• _GOAL OF THE EXERCISE_
Set down exactly the lines from the one containing "Target: shoulder patch" through the last line of the records below, both included, and nothing else.

• _LISTING_
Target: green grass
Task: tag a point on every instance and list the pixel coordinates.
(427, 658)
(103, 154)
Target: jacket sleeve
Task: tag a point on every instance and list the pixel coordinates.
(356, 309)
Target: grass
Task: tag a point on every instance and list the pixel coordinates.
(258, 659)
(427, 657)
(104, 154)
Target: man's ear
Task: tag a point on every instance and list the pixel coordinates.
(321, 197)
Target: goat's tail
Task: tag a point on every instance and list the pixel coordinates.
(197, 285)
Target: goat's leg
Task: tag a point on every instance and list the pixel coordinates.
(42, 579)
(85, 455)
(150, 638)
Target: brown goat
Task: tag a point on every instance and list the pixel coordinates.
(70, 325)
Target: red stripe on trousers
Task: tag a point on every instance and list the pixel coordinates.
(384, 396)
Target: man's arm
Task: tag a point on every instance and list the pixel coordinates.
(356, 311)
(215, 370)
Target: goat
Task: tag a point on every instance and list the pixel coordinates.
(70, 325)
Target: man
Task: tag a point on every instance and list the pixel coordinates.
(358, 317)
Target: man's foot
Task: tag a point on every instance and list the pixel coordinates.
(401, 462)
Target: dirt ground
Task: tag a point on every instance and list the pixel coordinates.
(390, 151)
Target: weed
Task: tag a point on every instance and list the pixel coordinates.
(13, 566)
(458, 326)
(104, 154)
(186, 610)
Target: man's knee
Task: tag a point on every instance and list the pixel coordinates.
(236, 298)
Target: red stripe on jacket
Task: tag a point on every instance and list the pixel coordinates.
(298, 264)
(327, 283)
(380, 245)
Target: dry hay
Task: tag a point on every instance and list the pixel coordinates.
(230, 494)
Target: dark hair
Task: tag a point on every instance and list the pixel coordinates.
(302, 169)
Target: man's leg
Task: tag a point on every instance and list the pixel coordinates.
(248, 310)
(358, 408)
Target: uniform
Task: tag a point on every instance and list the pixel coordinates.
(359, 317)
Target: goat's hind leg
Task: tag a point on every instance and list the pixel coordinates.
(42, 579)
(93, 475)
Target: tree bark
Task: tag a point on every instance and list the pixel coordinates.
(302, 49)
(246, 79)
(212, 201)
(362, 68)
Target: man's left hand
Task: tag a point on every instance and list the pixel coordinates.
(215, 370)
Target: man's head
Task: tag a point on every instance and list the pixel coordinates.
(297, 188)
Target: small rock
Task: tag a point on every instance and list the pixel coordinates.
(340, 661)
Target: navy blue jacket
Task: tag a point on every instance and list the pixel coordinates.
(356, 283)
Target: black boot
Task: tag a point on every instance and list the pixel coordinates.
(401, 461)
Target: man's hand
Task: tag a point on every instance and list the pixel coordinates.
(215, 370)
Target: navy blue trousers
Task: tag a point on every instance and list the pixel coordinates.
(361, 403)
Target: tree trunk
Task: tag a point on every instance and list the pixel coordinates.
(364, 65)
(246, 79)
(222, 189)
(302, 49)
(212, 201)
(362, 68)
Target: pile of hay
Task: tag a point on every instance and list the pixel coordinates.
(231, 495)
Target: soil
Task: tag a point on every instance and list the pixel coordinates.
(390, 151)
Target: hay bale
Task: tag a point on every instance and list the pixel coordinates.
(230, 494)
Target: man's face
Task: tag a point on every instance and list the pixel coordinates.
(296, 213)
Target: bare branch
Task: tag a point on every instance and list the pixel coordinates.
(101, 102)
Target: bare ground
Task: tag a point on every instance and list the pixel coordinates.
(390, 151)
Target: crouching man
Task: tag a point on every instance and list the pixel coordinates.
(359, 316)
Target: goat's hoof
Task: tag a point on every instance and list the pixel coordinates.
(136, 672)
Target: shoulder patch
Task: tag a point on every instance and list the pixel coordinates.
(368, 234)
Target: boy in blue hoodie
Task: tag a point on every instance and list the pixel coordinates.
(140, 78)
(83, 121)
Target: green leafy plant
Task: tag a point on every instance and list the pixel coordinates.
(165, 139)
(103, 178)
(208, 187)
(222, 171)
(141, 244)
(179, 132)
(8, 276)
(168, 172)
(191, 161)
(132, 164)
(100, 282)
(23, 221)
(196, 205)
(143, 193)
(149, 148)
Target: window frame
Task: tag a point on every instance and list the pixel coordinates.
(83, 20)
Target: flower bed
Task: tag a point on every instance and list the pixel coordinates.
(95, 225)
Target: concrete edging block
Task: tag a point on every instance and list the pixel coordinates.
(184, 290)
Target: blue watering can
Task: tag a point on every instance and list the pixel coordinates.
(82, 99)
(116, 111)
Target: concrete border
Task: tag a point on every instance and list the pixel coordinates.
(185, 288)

• _PROBLEM SOLUTION_
Target: shoulder patch
Task: tag a point on every instance and list the pixel coordinates.
(368, 234)
Target: boy in blue hoodie
Task: tag a point on every instance and list the pixel coordinates.
(140, 78)
(83, 121)
Target: green leafy plant
Task: tag a point on every instance and list the pixel coordinates.
(165, 139)
(103, 178)
(208, 187)
(222, 171)
(141, 244)
(179, 132)
(8, 276)
(168, 172)
(191, 161)
(132, 164)
(100, 282)
(23, 221)
(196, 205)
(143, 193)
(149, 148)
Target: window frame
Task: tag a point on every instance and list the pixel coordinates.
(83, 20)
Target: flower bed
Task: tag a point on every instance and list the pixel coordinates.
(95, 225)
Target: concrete edging block
Task: tag a point on every instance and list the pixel coordinates.
(184, 290)
Target: blue watering can
Task: tag a point on every instance and list the pixel coordinates.
(82, 99)
(116, 111)
Target: concrete border
Task: tag a point on every instance and list the pixel coordinates.
(185, 288)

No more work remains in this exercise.